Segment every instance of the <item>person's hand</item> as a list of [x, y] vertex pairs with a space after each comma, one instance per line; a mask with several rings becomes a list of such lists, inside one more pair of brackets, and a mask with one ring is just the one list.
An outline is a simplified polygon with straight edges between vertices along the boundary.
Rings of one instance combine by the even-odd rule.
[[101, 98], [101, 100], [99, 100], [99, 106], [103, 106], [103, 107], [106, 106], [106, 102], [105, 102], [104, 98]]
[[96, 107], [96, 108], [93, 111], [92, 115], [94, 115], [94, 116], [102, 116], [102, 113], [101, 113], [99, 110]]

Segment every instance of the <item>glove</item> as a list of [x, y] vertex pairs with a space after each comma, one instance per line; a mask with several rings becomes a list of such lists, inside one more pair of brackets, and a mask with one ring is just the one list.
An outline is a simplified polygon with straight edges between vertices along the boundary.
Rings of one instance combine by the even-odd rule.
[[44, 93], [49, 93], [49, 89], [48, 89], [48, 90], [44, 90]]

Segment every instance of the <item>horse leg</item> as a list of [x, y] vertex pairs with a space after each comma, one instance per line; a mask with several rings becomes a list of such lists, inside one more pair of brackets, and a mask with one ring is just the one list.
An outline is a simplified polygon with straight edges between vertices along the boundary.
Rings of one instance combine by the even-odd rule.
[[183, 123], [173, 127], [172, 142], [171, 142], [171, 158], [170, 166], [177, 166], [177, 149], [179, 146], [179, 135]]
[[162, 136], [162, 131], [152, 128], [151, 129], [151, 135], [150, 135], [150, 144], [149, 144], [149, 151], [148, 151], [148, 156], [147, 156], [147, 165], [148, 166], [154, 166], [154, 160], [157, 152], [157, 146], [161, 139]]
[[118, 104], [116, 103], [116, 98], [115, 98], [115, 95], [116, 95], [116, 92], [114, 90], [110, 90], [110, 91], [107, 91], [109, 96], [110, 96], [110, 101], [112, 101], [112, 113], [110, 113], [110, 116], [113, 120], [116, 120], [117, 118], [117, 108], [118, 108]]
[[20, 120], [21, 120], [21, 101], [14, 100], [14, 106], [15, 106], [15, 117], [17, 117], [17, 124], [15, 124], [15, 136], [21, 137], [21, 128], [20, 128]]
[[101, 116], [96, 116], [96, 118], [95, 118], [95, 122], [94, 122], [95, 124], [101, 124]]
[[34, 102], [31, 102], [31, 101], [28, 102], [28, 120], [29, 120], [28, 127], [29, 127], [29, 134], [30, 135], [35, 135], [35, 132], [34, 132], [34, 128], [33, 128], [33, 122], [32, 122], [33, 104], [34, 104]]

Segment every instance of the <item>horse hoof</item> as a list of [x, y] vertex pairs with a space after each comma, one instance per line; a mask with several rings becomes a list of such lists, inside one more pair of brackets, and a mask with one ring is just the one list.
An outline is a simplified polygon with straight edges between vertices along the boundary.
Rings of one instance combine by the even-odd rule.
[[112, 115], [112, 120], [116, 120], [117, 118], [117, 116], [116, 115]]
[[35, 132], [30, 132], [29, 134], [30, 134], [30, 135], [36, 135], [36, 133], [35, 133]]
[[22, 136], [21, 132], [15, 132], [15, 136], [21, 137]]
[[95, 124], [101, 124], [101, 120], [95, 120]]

***

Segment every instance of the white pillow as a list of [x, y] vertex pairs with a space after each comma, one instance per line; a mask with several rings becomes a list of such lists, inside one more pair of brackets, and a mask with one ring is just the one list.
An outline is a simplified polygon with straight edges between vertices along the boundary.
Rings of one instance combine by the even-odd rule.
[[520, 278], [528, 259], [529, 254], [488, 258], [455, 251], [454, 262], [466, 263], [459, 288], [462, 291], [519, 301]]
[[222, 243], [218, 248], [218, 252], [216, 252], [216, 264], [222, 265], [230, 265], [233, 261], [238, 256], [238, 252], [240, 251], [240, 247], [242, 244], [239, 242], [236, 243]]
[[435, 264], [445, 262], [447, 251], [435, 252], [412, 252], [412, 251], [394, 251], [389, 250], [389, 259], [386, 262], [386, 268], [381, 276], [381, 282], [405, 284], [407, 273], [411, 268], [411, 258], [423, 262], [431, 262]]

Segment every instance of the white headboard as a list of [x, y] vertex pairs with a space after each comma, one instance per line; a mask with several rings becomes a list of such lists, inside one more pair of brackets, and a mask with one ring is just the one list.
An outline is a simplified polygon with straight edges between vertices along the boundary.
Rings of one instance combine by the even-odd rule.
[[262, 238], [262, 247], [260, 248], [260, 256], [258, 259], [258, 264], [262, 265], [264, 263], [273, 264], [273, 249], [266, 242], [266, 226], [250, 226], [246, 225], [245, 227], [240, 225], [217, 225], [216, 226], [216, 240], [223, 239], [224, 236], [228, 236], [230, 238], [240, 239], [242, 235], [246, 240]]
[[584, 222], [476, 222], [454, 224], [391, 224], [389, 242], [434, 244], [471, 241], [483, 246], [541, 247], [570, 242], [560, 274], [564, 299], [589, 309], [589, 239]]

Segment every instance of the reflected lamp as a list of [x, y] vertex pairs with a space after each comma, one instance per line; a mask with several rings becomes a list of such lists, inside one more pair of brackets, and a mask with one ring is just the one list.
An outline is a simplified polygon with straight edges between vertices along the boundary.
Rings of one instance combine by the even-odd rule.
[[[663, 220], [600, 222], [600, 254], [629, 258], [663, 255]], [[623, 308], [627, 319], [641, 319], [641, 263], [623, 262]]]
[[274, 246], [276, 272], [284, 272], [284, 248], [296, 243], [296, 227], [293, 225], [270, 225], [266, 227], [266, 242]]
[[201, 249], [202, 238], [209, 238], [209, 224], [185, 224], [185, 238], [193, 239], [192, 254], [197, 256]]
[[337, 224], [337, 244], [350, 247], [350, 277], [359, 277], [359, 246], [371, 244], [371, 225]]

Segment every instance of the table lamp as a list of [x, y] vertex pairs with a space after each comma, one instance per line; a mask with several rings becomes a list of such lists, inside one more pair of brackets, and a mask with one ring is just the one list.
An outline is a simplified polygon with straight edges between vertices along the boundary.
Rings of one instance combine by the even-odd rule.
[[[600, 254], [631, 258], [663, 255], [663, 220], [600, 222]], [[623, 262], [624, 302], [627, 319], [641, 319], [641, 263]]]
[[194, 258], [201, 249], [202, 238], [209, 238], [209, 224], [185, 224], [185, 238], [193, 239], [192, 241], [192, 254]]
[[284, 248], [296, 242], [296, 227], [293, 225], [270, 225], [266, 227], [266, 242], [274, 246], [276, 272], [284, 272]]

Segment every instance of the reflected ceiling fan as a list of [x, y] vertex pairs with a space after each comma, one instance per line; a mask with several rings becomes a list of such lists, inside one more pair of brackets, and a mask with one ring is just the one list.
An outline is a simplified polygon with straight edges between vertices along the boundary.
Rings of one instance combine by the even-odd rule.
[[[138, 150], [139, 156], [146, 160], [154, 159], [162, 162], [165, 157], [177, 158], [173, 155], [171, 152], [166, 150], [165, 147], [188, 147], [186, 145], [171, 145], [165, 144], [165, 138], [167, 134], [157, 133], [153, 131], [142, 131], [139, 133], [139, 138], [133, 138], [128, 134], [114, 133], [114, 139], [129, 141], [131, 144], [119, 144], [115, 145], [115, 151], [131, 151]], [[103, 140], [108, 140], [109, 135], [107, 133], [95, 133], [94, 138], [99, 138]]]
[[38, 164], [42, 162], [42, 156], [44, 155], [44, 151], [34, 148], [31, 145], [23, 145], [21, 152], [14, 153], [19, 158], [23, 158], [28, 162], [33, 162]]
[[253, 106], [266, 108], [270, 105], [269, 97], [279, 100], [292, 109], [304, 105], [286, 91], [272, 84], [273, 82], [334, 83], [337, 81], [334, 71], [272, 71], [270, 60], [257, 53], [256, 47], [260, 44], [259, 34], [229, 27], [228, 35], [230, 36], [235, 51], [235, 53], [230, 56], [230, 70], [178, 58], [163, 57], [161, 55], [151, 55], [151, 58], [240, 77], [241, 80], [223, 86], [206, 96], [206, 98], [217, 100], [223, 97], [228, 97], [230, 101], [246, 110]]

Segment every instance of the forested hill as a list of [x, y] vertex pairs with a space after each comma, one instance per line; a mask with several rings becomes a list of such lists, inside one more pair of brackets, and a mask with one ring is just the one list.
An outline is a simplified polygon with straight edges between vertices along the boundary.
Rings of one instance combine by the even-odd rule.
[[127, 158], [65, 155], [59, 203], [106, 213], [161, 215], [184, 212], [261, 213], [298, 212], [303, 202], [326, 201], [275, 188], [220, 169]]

***

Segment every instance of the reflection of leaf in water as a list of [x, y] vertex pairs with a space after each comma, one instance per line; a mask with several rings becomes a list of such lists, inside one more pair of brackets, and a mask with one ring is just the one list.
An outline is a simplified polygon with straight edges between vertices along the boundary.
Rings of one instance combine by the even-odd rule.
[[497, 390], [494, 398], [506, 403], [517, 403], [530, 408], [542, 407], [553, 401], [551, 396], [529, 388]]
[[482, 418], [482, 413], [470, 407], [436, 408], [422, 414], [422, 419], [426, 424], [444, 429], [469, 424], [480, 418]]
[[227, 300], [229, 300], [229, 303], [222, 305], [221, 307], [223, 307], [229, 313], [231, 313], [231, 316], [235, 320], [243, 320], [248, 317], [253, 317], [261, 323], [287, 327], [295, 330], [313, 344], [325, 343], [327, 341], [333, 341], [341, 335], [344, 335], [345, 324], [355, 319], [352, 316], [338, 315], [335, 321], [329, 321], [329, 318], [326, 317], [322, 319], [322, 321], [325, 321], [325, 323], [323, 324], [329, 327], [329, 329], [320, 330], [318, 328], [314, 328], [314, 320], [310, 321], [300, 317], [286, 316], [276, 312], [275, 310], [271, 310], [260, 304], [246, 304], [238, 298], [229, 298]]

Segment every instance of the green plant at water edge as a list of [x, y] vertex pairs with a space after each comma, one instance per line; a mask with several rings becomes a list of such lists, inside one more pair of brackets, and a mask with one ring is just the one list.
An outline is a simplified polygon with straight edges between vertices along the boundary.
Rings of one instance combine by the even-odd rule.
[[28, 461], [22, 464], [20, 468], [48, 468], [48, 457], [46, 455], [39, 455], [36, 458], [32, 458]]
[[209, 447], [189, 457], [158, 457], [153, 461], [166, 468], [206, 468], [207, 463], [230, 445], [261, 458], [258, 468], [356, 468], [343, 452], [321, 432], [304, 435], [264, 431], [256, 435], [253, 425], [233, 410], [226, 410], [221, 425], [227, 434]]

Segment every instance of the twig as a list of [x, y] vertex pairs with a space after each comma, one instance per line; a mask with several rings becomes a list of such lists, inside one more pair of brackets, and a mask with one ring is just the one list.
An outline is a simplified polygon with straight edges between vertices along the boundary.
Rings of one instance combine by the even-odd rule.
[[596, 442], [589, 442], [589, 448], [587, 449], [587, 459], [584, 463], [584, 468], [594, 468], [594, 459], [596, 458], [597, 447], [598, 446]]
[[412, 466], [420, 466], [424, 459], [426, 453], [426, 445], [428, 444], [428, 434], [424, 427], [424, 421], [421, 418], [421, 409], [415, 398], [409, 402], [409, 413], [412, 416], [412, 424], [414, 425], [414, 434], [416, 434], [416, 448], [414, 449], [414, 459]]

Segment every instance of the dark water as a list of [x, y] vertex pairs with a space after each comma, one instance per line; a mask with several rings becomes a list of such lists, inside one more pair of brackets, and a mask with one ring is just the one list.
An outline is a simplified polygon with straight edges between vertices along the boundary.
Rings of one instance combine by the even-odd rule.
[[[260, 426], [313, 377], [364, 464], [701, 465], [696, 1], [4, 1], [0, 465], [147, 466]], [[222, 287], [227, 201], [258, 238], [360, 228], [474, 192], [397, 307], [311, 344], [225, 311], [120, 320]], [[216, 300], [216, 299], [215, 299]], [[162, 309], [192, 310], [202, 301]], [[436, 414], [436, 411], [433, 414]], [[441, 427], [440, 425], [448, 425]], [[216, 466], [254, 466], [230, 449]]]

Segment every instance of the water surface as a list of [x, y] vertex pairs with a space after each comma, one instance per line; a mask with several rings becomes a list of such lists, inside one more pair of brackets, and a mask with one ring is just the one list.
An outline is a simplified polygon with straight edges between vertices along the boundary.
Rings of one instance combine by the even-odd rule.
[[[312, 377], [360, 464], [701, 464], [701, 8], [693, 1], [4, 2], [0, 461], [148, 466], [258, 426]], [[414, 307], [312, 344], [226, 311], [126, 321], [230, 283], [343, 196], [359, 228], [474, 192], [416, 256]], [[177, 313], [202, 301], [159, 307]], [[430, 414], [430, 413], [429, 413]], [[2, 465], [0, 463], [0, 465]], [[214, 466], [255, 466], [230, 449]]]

***

To be done
Can you reproduce, character for character, the stretch of the records that opens with the line containing "Segment every instance of the water" and ends with the line containing "[255, 466], [230, 449]]]", including both of those lines?

Solved exercise
Segment every instance of the water surface as a list of [x, y] vertex pairs with a space after each comma, one instance per line; a mask with several rings becomes a list of such lists, inside one more pair of brackets, and a mask with one ring is just the one list.
An outline is a simplified polygon with straight edges between vertices along the boundary.
Rings of one instance combine by the even-odd rule.
[[[312, 377], [360, 464], [701, 464], [701, 8], [693, 1], [4, 2], [0, 461], [148, 466], [258, 426]], [[414, 307], [312, 344], [226, 311], [126, 321], [230, 283], [343, 196], [359, 228], [474, 192], [416, 256]], [[177, 313], [202, 301], [159, 307]], [[430, 414], [430, 413], [429, 413]], [[2, 465], [0, 463], [0, 465]], [[214, 466], [255, 466], [230, 449]]]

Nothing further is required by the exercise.